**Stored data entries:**
[Start of Attachment]
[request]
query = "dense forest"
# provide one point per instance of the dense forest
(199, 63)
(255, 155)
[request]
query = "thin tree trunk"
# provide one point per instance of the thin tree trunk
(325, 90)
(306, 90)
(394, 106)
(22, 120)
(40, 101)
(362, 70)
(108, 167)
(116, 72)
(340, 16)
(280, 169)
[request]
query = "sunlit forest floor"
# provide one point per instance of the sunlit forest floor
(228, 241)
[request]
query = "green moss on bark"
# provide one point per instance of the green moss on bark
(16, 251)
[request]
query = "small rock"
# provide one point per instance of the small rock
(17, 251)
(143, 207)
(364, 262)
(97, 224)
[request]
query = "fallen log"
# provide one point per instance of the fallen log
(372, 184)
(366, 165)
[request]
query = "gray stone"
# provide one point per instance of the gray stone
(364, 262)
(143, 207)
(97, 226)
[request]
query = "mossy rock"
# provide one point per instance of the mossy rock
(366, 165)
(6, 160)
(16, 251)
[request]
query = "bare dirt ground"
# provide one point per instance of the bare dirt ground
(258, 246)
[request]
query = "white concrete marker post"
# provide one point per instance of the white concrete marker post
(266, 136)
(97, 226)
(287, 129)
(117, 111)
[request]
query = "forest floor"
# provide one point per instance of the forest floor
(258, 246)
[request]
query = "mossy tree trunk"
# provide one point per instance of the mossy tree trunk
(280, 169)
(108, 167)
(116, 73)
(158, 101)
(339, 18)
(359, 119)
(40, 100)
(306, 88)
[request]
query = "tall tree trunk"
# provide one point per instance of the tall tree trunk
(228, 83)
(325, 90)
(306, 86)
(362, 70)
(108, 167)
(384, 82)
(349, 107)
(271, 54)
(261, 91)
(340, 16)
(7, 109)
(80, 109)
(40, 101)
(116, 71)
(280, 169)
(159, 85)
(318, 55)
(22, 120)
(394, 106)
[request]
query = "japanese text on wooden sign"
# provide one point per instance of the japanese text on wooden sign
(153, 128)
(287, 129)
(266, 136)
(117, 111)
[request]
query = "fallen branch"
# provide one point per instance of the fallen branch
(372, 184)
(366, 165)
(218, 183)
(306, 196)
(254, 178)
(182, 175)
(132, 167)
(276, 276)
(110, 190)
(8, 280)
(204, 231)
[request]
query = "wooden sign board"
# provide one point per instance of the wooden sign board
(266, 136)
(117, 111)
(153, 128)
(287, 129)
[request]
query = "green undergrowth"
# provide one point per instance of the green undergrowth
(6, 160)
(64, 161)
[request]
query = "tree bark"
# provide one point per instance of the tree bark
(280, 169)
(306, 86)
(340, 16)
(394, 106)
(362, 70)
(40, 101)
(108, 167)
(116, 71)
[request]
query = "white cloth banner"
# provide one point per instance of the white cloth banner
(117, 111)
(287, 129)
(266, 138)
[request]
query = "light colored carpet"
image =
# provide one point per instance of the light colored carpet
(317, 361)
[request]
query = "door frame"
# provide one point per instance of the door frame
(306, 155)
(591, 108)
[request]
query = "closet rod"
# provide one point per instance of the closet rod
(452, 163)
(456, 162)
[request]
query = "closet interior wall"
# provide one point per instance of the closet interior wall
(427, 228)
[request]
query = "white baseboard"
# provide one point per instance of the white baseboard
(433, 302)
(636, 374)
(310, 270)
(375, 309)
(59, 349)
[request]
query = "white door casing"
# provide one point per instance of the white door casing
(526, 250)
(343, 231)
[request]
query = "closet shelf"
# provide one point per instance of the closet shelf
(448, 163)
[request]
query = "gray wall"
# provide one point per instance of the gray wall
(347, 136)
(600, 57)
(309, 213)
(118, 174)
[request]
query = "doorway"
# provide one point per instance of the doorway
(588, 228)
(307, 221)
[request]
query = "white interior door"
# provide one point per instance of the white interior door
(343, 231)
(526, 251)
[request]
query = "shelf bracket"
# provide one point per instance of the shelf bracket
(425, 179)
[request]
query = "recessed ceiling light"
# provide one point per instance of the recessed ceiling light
[End of Attachment]
**Work instruction:** Extract each record, keeping it identical to the original.

**Reply to the exercise:**
[request]
query = "dense forest"
# provide one point per instance of the dense forest
(199, 63)
(255, 155)
[request]
query = "thin tree trunk"
# provide one point per instance of the thin tree trunk
(325, 90)
(306, 90)
(394, 106)
(22, 120)
(40, 101)
(362, 70)
(108, 167)
(116, 72)
(340, 16)
(280, 169)
[request]
query = "sunlit forest floor"
# provide one point per instance of the sunlit forest floor
(228, 241)
[request]
query = "green moss on bark"
# provide one point per instance of the green moss on bark
(16, 251)
[request]
query = "small rock"
# provide one point per instance of the small rock
(17, 251)
(143, 207)
(364, 262)
(97, 224)
[request]
query = "fallen log"
# provide one point per instance of the fallen log
(372, 184)
(366, 165)
[request]
query = "gray stone"
# provide one point per instance of the gray stone
(364, 262)
(143, 207)
(97, 226)
[request]
query = "mossy rock"
# provide one point per instance of the mossy rock
(366, 165)
(6, 160)
(16, 251)
[request]
query = "bare dirt ground"
# provide one point per instance of the bare dirt ground
(258, 246)
[request]
query = "white concrete marker post"
# provide one point per instance of the white concrete marker post
(266, 136)
(97, 226)
(287, 129)
(117, 111)
[request]
query = "forest floor"
# provide one point per instance of the forest floor
(258, 246)
[request]
query = "mossy tree trunk"
# provide one point per instance of the mossy tree trunk
(280, 169)
(108, 167)
(116, 73)
(158, 101)
(339, 18)
(359, 119)
(40, 100)
(306, 88)
[request]
query = "tall tree trunk"
# provide one point per instance of the tall tree trunk
(228, 83)
(325, 90)
(306, 86)
(362, 70)
(108, 167)
(384, 82)
(349, 107)
(271, 54)
(261, 91)
(340, 16)
(7, 109)
(80, 109)
(40, 101)
(116, 71)
(280, 169)
(159, 85)
(318, 55)
(22, 120)
(394, 106)
[request]
query = "japanese text on wooden sign"
# provide one point per instance of the japanese text on wooden sign
(153, 128)
(287, 129)
(266, 136)
(117, 111)
[request]
query = "fallen branch"
# provide one point per instance of the fallen branch
(372, 184)
(366, 165)
(218, 183)
(306, 196)
(254, 178)
(182, 175)
(132, 167)
(276, 276)
(110, 190)
(8, 280)
(204, 231)
[request]
query = "wooden sign board"
# provide one point per instance of the wooden sign board
(266, 136)
(117, 111)
(153, 128)
(287, 129)
[request]
query = "green undergrowth"
# provide one point per instance of the green undergrowth
(6, 160)
(64, 161)
[request]
query = "tree bark"
# provide one point per instance of the tree bark
(280, 169)
(306, 86)
(340, 16)
(394, 106)
(362, 70)
(40, 101)
(108, 167)
(116, 71)
[request]
query = "white cloth banner"
# provide one point per instance of the white cloth banner
(117, 111)
(287, 129)
(266, 138)
[request]
query = "light colored carpet"
image =
# provide one point per instance of the light colored carpet
(317, 361)
[request]
query = "door frame"
# provide one point per instance of the door frame
(306, 155)
(591, 108)
[request]
query = "closet rod"
# provide one point per instance of the closet rod
(452, 163)
(456, 162)
[request]
query = "closet interior wall"
# provide one point per instance of the closet interior wall
(427, 228)
[request]
query = "white baseboard"
# provide one point per instance of the white baseboard
(433, 302)
(636, 374)
(310, 270)
(375, 309)
(59, 349)
[request]
query = "white door casing"
# provide one point per instance of the white door casing
(526, 250)
(343, 231)
[request]
query = "closet shelf"
# provide one point per instance of the closet shelf
(448, 163)
[request]
query = "gray wall"
# provide one point per instance of the gray wall
(347, 136)
(600, 57)
(309, 213)
(118, 174)
[request]
query = "doorway"
# provide one point per instance of the doorway
(588, 228)
(307, 221)
[request]
query = "white interior door"
# provide one point per instance of the white interior door
(343, 231)
(526, 251)
[request]
query = "shelf bracket"
# provide one point per instance of the shelf bracket
(425, 179)
[request]
query = "recessed ceiling light"
# provide one point per instance of the recessed ceiling light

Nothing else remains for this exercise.